Work to complete:
Rewrite the material below, everything from the line containing "Batch labeling job — target class: bird." down to the line containing "0;0;160;101", as a two-column CSV headed text and answer, with one row per answer that pairs it with the text before it. Put each field in double quotes, turn line breaks into spaces, and leave the pictures out.

Records for the task:
______________________________

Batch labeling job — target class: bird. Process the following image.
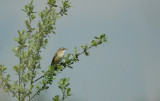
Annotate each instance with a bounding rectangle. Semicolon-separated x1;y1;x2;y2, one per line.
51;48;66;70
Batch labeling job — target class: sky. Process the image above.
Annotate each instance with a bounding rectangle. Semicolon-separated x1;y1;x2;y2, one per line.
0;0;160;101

______________________________

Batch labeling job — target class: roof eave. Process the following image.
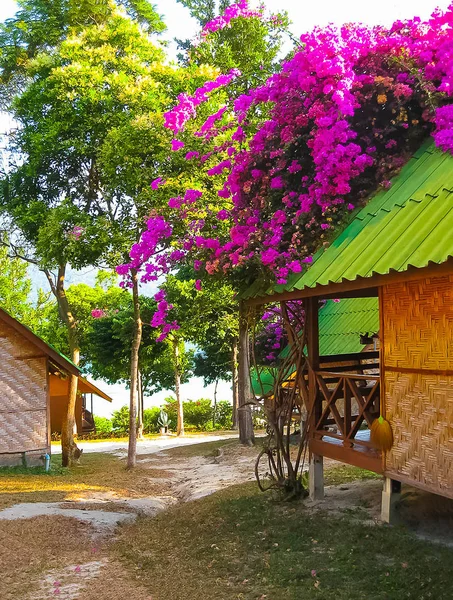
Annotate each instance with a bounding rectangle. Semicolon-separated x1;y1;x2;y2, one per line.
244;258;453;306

______________________________

Solution to this task:
text,answer
"Batch labeling job — target class: bird. Process the following image. Annotate each instance with a bounding rectangle. Semicolon-separated x1;y1;x2;y2, one per line.","51;48;66;70"
"Batch labeling job — target class: sky. Process the image above. Annotate each instance with a bounding rectangle. Semicolon-separated x1;y1;x2;y2, one per line.","0;0;160;101"